> **Requirements**: Could you write out everything in the material from the line containing "Hi there — would you mind identifying the non-stick" down to the line containing "0, 0, 1271, 952", word for word and with both of those lines included, but leaving out any pictures?

################

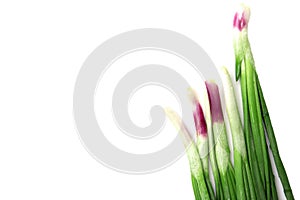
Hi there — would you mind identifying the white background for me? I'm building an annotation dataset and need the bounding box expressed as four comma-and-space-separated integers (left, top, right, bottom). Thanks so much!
0, 0, 300, 200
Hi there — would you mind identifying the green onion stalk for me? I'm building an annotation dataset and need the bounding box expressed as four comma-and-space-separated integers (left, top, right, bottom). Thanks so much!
165, 108, 214, 200
189, 89, 216, 199
233, 5, 294, 200
221, 67, 256, 200
205, 81, 236, 199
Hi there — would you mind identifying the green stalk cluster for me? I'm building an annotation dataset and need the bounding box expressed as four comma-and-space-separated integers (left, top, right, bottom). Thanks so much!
165, 3, 294, 200
233, 5, 294, 200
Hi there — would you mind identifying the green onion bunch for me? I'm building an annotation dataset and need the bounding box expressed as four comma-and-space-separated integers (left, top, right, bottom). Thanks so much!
165, 5, 294, 200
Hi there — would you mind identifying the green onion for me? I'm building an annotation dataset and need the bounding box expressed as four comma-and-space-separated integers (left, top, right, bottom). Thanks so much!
165, 108, 210, 200
205, 82, 236, 199
233, 5, 294, 199
189, 89, 215, 199
221, 67, 256, 199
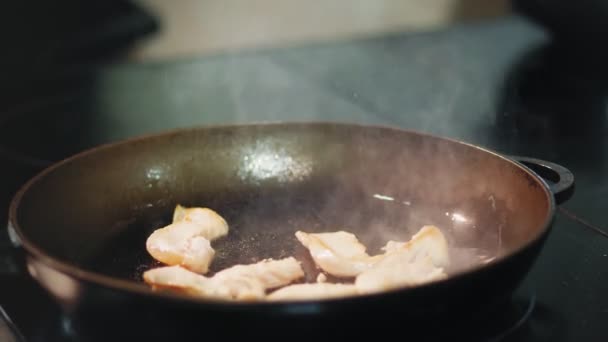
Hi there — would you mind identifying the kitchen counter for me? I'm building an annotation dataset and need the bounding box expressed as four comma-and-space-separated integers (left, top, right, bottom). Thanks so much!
0, 12, 608, 341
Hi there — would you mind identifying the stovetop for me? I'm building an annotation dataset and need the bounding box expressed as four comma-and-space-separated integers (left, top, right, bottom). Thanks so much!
0, 12, 608, 341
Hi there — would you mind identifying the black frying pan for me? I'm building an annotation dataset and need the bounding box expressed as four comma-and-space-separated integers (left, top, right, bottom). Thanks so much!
9, 123, 574, 339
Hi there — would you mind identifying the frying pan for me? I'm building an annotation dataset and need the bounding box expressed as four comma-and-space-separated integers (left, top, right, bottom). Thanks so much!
8, 123, 574, 340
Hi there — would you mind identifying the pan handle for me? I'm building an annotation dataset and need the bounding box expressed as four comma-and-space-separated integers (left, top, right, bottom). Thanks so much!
511, 156, 574, 205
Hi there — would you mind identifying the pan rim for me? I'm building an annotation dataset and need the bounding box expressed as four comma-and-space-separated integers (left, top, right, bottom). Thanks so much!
7, 121, 556, 311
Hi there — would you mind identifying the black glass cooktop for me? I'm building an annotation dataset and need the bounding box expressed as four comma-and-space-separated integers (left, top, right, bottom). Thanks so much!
0, 17, 608, 341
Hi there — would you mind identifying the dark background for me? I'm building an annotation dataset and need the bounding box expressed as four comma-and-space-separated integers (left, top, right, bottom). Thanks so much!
0, 0, 608, 341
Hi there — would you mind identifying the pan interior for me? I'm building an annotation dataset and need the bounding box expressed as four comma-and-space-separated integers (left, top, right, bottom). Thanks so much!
11, 124, 550, 288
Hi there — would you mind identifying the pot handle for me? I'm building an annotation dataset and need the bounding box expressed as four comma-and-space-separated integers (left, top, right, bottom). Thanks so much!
511, 156, 574, 205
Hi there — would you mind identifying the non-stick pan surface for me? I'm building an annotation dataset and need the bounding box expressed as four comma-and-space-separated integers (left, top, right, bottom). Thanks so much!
10, 123, 572, 340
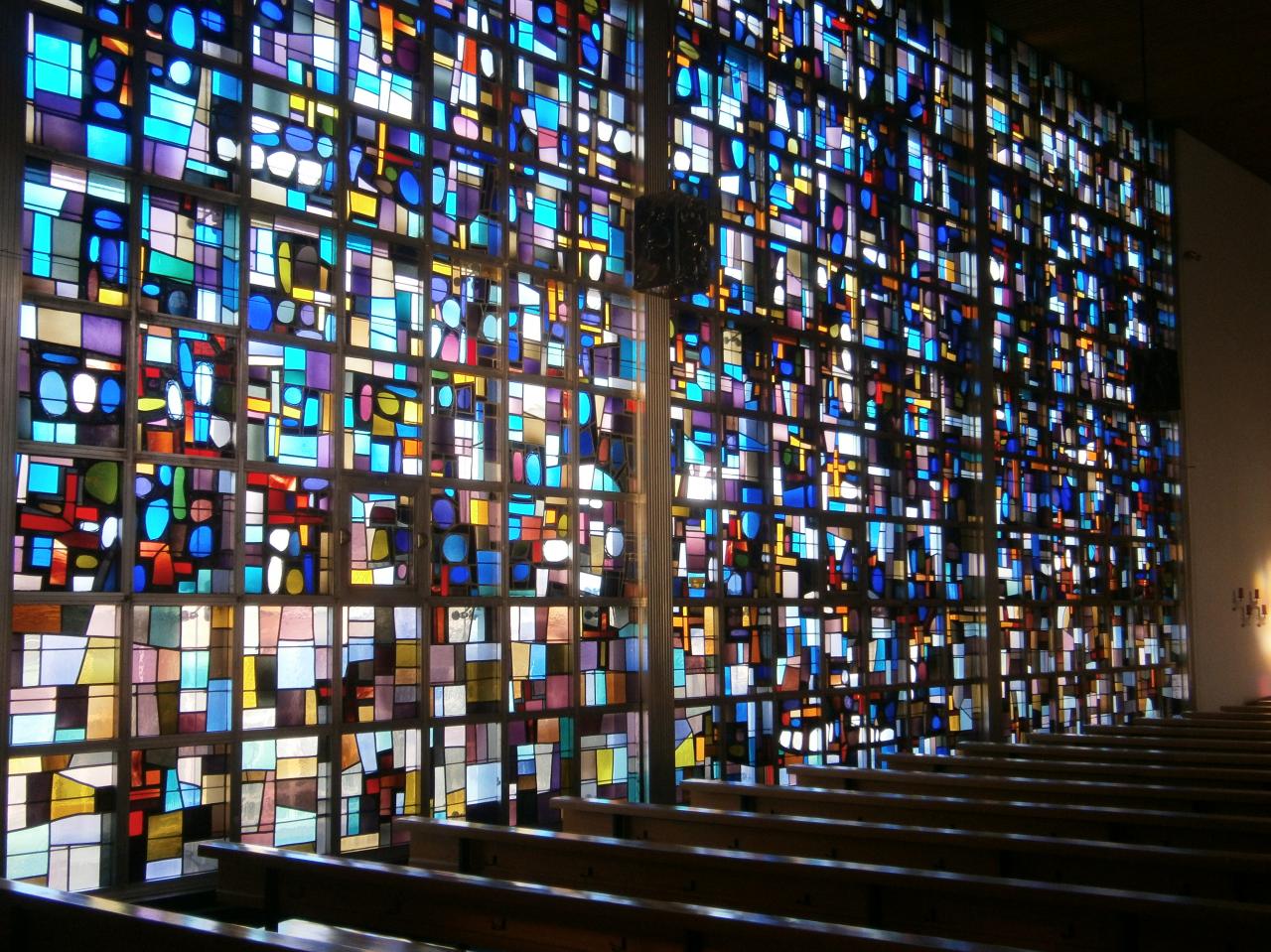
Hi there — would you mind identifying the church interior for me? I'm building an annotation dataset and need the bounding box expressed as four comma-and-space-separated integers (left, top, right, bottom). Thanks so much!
0, 0, 1271, 952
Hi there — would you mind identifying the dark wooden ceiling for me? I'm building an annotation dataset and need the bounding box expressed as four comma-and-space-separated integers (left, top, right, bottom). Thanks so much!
976, 0, 1271, 182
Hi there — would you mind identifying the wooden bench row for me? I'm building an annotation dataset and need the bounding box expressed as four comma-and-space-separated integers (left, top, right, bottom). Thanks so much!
15, 702, 1271, 952
388, 820, 1271, 949
200, 843, 1011, 952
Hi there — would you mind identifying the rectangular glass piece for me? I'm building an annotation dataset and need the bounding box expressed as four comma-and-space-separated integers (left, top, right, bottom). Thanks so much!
9, 603, 119, 748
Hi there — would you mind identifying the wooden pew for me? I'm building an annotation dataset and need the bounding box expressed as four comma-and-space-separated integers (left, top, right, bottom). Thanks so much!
680, 777, 1271, 852
1081, 721, 1271, 741
553, 797, 1271, 902
789, 757, 1271, 816
957, 741, 1271, 767
1184, 711, 1271, 726
1016, 734, 1271, 756
0, 880, 360, 952
200, 843, 996, 952
882, 748, 1271, 790
399, 819, 1271, 949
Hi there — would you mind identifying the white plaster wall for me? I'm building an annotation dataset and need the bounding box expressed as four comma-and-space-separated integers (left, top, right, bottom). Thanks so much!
1175, 133, 1271, 709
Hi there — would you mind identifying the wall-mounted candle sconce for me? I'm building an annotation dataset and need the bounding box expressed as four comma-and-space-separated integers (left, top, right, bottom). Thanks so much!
1231, 589, 1267, 628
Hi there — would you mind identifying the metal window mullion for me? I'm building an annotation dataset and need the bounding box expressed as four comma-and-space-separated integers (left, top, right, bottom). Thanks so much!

################

> **Exercise solution**:
Hi there — would you mind identifying the non-stick pan surface for me? I'm building an annotation dataset and need the bounding box expressed as four comma-and-space-separated integers (left, top, right, bottom). Thanks so much!
10, 123, 572, 340
Hi there — would you mind identifying the church interior for me? I'm building an annotation dataset and need the bounding box expressed as four comma-and-space-separated integers (left, top, right, bottom). Thanks so much!
0, 0, 1271, 952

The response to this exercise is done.